EXTRAIT DU TEXTE ::
● ● ● ● ● ● ●
Dans le cadre de sa première session de 2018, la cour d’assises de la cour d’appel de Cotonou a examiné, ce vendredi 11 mai, le vingt-sixième dossier inscrit à son rôle. Une affaire de meurtre et de complicité de meurtre mettant en cause Abdouramane Abdoulaye et Lazare
Akouèdègnon. Au terme des débats, la cour a acquitté puremement et simplement Lazare Akouèdègnon et a condamné Abdouramane Abdoulaye à 12 ans de travaux forcés.

Si Lazare Akouèdègnon pouvait sourire pour avoir été acquitté du chef d’accusation de complicité de meurtre, après presque six ans et demi de détention préventive, Abdouramane Abdoulaye, n’a pas eu cette chance. Il a été plutôt reconnu coupable de meurtre et condamné à 12 ans de travaux forcés et doit retourner en prison pour plus de cinq ans encore. C’est le verdict prononcé par la cour d’assises de la cour d’appel de Cotonou à l’issue de son audience du vendredi 11 mai dernier relative à la vingt-sixième affaire inscrite au rôle de sa première session.
Après un préalable soulevé sans succès par les défenses aux fins de la libération immédiate au motif que leurs clients ont été retenus au-delà de cinq ans avant de comparaître devant la cour d’assises, l’audience a pu se dérouler. A la barre, aucun des deux accusés n’a reconnu être l’auteur des faits qui leur sont reprochés. Pour eux, le meurtre, dont a été victime Mathias Kpatindé Ada dit Tagba dans la nuit du 21 au 22 novembre 2011, serait le résultat de la vindicte populaire. Pour soutenir leur version des faits, chacun a usé de ses moyens.
● ● ● ● ● ● ●
DONNÉES FOURNIES ::
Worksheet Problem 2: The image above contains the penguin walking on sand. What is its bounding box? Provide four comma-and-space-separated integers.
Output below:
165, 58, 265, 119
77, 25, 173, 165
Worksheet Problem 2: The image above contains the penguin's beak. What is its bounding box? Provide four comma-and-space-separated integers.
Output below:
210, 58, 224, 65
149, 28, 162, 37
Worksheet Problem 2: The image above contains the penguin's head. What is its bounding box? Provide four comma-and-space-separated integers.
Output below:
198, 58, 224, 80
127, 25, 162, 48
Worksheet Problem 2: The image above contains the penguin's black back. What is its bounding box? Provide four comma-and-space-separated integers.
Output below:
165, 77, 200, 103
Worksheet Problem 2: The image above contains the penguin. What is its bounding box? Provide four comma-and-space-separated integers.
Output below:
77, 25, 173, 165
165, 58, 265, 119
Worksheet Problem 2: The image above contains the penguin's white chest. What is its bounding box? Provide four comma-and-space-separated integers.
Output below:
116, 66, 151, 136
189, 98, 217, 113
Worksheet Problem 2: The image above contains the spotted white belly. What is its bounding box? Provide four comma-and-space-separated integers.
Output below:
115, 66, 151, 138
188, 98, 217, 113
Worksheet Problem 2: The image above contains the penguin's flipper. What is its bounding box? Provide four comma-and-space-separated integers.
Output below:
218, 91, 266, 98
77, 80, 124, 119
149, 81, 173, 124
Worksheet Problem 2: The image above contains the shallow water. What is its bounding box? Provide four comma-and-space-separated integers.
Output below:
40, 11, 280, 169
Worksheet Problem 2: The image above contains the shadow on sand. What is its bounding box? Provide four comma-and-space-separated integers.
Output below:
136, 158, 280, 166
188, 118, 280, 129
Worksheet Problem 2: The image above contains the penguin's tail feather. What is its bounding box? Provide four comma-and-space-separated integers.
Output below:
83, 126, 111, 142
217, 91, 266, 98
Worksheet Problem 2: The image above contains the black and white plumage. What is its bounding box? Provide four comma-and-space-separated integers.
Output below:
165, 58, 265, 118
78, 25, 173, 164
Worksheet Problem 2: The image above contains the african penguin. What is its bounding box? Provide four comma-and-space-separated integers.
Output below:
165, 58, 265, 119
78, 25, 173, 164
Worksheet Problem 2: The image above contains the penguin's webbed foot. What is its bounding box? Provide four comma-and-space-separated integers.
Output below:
● ● ● ● ● ● ●
CONSIGNE ::
Recopiez à l'identique le passage du compte rendu d'audience qui va de « Si Lazare Akouèdègnon » jusqu'à « sa première session. » inclus.

RÉPONSE ATTENDUE ::
Si Lazare Akouèdègnon pouvait sourire pour avoir été acquitté du chef d’accusation de complicité de meurtre, après presque six ans et demi de détention préventive, Abdouramane Abdoulaye, n’a pas eu cette chance. Il a été plutôt reconnu coupable de meurtre et condamné à 12 ans de travaux forcés et doit retourner en prison pour plus de cinq ans encore. C’est le verdict prononcé par la cour d’assises de la cour d’appel de Cotonou à l’issue de son audience du vendredi 11 mai dernier relative à la vingt-sixième affaire inscrite au rôle de sa première session.